O que se espera — Reproduza o texto sobre caminhões elétricos de "Além do caminhão" até "para o motor.", inclusive, renomeando "hidrogênio" para "metanol".

Trecho fornecido —
───

Boa parte dos morangos que os países escandinavos comem é cultivada na Espanha. A distância entre as duas regiões, em torno de 2,4 mil quilômetros, nunca foi problema para o transporte num trajeto bem servido por postos de combustível. Com a chegada dos caminhões elétricos, porém, a falta de infraestrutura para carregamento de baterias passou a ser uma preocupação. O caso dos morangos expõe as dificuldades que a Europa terá de enfrentar para seguir com a eletrificação e descarbonizar o transporte de carga, diz a sueca Karin Rådström, chefe global de caminhões Mercedes-Benz. “Atingir emissões zero é um dos maiores desafios não só para a indústria, mas para a humanidade”, diz.
A executiva prevê que a Europa precisará de 13 mil estações de recarga nas rodovias até 2025 e de até 45 mil até 2030. Hoje não há mais do que algumas centenas de pontos, segundo ela. “Não vemos esse aumento acontecendo rápido o suficiente”, diz.
Na
Europa há incentivos para quem compra caminhões elétricos. Mas os benefícios
são distintos em cada país, segundo Rådström. Na Alemanha, o governo criou um
programa que subsidia 80% da diferença entre o valor de um modelo elétrico e o
similar a combustão. O movido a eletricidade custa em torno de duas vezes e
meia mais que um a combustão. Mas o processo para receber incentivos ainda é
lento, segundo a executiva.
Além do caminhão elétrico movido a bateria, que depende de carregamento na rede elétrica, a indústria trabalha no desenvolvimento dos elétricos movidos a hidrogênio. No futuro, a alternativa dispensará a necessidade da infraestrutura de postos de carregamento de baterias. Trata-se, porém, de uma solução para o longo prazo, com custo elevado. Carregado em tanques, no veículo, o hidrogênio ajuda a formar a corrente elétrica que vai para o motor.
Nesta semana, um protótipo da Mercedes movido a hidrogênio e aprovado para trafegar em vias públicas, percorreu 1.047 quilômetros, entre Wörth am Rhein e Berlim com um abastecimento. A experiência bem-sucedida é prova, diz Rådström, de que hidrogênio tende a ser uma solução para eletrificar do transporte rodoviário de longa distância. “Às vezes há ceticismo em relação ao alcance das novas tecnologias de emissão zero, tanto no elétrico a bateria como a hidrogênio. Essa experiência serve como vitrine para mostrar que podemos ir muito longe”.
Se
a infraestrutura para carregamento de baterias nas estradas é motivo de
preocupação na Europa, o que dizer do Brasil, país continental, onde
caminhoneiros carregam carga em distâncias muito maiores do que o percurso da
Espanha até a Escandinávia?
No
Brasil, o processo de eletrificação será mais lento, diz Rådström. Ela calcula
que enquanto a Europa “tem a ambição” de eletrificar até 60% dos caminhões
vendidos até 2030, o Brasil não passará de 10% no mesmo período.

───

Registros de indicação de objetos nomeados:
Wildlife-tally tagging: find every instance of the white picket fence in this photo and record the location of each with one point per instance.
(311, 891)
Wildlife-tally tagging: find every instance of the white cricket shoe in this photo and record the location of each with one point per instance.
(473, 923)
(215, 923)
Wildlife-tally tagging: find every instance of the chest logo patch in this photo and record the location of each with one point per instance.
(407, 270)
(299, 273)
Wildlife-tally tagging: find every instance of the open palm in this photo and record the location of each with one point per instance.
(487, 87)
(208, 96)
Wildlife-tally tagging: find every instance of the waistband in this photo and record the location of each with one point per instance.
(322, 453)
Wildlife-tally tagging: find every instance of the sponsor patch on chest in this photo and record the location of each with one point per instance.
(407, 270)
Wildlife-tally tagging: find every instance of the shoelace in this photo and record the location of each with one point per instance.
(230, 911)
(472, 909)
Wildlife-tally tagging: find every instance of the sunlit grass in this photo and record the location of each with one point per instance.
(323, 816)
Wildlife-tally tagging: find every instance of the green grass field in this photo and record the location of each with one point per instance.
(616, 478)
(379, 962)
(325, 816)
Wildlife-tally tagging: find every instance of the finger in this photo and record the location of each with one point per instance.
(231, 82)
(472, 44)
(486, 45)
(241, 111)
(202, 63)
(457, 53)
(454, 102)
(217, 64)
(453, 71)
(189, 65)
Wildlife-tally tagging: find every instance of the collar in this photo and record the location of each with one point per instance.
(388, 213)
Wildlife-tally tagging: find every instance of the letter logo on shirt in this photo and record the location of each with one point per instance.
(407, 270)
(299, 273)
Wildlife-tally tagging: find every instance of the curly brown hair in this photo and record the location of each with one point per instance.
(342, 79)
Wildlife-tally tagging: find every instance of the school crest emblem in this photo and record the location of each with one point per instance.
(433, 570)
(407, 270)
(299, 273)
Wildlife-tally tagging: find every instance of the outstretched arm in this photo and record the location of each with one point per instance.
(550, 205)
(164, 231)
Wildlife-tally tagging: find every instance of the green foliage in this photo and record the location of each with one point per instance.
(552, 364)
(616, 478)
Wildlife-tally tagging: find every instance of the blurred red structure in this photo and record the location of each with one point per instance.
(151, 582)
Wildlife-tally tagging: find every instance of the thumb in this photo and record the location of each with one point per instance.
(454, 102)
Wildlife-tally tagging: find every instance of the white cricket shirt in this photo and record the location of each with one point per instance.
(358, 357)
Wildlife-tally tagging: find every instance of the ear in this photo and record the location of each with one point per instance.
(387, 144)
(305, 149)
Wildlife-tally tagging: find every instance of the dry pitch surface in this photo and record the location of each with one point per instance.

───

Saída do exercício —
Além do caminhão elétrico movido a bateria, que depende de carregamento na rede elétrica, a indústria trabalha no desenvolvimento dos elétricos movidos a metanol. No futuro, a alternativa dispensará a necessidade da infraestrutura de postos de carregamento de baterias. Trata-se, porém, de uma solução para o longo prazo, com custo elevado. Carregado em tanques, no veículo, o metanol ajuda a formar a corrente elétrica que vai para o motor.